Instrução A
Copie do texto sobre as armações da sardinha em Sesimbra o trecho que começa nas palavras "As armações de" e termina logo após "Costa da Galé.".
Instrução B
Segundo o texto sobre as armações da sardinha em Sesimbra, em que ano as armações à valenciana foram referidas pela primeira vez numa escritura?
Instrução C
Continue o texto sobre as armações da sardinha em Sesimbra a partir da última frase apresentada.

Trecho apresentado
^^^^^^^^^^^^^^^^

1971: o último ano das armações da sardinha em Sesimbra

(Fotografia de Artur Pastor)
     As armações de pesca da sardinha tiveram a sua origem nos acedares, inventados no século 15, em Sesimbra. Na sua forma mais sofisticada — as armações à valenciana, com duas câmaras, bucho e copo — só apareceram no século 19, sendo referidas pela primeira vez numa escritura de 1866. Impulsionadas pelo sistema capitalista, estas armações espalharam-se rapidamente pela costa da Arrábida, chegando às duas dezenas, localizadas entre o Portinho e o Cabo Espichel — mas outras ainda se instalariam mais a sul, na Costa da Galé.

     Este sistema de pesca foi altamente produtivo durante alguns anos. A sardinha era tão abundante nesta costa que, em certos anos, os cardumes formavam manchas gigantescas ao lume de água; o jornal setubalense "O Distrito", publicou em 1890 a seguinte notícia:

     "No domingo, um negro de sardinha aproximou-se das armações da Serra, e, antes de entrar no copo as companhas apanharam às canastras peixe para encher seis barcas".

^^^^^^^^^^^^^^^^

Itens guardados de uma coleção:
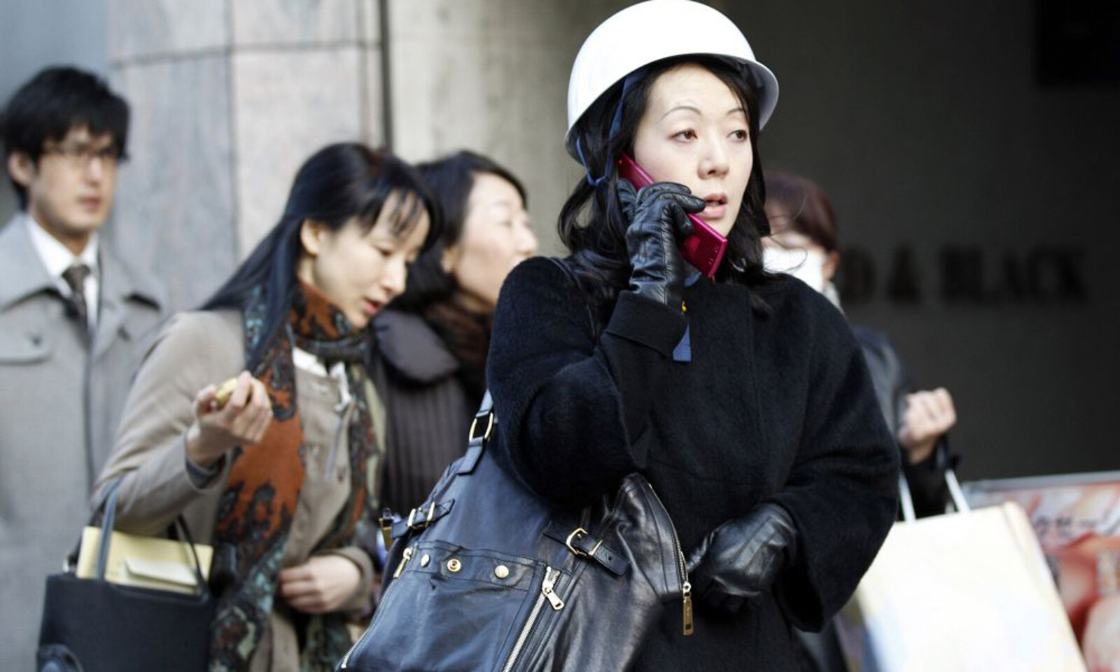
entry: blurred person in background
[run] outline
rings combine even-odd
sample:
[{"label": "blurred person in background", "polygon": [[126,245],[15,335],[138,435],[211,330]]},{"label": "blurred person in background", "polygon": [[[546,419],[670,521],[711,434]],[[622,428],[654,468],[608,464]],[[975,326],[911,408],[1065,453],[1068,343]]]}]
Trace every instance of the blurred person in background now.
[{"label": "blurred person in background", "polygon": [[[839,309],[832,278],[840,264],[839,231],[832,204],[810,179],[768,170],[766,216],[772,235],[763,242],[767,270],[790,273],[821,292]],[[852,326],[875,384],[890,433],[902,451],[903,474],[917,515],[945,512],[949,493],[948,450],[937,449],[956,422],[952,396],[944,388],[913,391],[909,375],[885,334]],[[899,484],[902,487],[902,482]],[[832,624],[821,633],[797,632],[803,672],[843,672],[847,668]]]},{"label": "blurred person in background", "polygon": [[87,517],[162,292],[99,236],[128,103],[52,67],[12,95],[2,125],[19,212],[0,230],[0,670],[29,670],[45,577]]},{"label": "blurred person in background", "polygon": [[463,455],[486,391],[498,290],[536,252],[525,189],[512,172],[469,151],[419,170],[442,211],[442,234],[374,319],[374,380],[386,411],[383,502],[396,512],[423,502]]},{"label": "blurred person in background", "polygon": [[[772,235],[764,241],[766,268],[800,278],[840,308],[832,278],[840,265],[839,230],[832,204],[810,179],[782,171],[766,174],[766,215]],[[917,390],[886,334],[852,325],[864,349],[887,427],[902,449],[903,470],[917,515],[945,512],[949,456],[935,450],[956,423],[952,395],[944,388]]]},{"label": "blurred person in background", "polygon": [[324,148],[249,259],[144,358],[94,502],[119,482],[118,529],[158,534],[183,514],[214,544],[212,672],[327,672],[352,644],[374,579],[356,544],[380,451],[370,323],[438,231],[435,207],[400,159]]}]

^^^^^^^^^^^^^^^^

Resultado do exercício A
As armações de pesca da sardinha tiveram a sua origem nos acedares, inventados no século 15, em Sesimbra. Na sua forma mais sofisticada — as armações à valenciana, com duas câmaras, bucho e copo — só apareceram no século 19, sendo referidas pela primeira vez numa escritura de 1866. Impulsionadas pelo sistema capitalista, estas armações espalharam-se rapidamente pela costa da Arrábida, chegando às duas dezenas, localizadas entre o Portinho e o Cabo Espichel — mas outras ainda se instalariam mais a sul, na Costa da Galé.

Resultado do exercício B
Em 1866.

Resultado do exercício C
     Ou seja: a concentração de sardinha era tão densa que, antes mesmo de entrar na armação, foi possível encher seis barcas, apenas com recurso a canastras. A expressão "negro de sardinha" decorre possivelmente da mancha escura que os cardumes provocavam.

     Mas durou poucas décadas este "eldorado": em 1932 as armações estavam reduzidas a apenas 15, das quais apenas 5 se mantinham no mar todo o ano. Os proprietários, numa representação ao Governo, queixavam-se da "escassez que há longos meses se vem sentindo". No ano seguinte, foi a Associação da classe dos operários marítimos que pediu ao Governo que, durante os meses de Agosto a Dezembro, os encargos com o pessoal fossem suportados pelo Comissariado do Desemprego, para obstar a que os armadores parassem as armações durante este período. Em 1934 foram os proprietários das armações a dirigir um apelo semelhante: que o Governo suportasse uma parte dos encargos com o pessoal.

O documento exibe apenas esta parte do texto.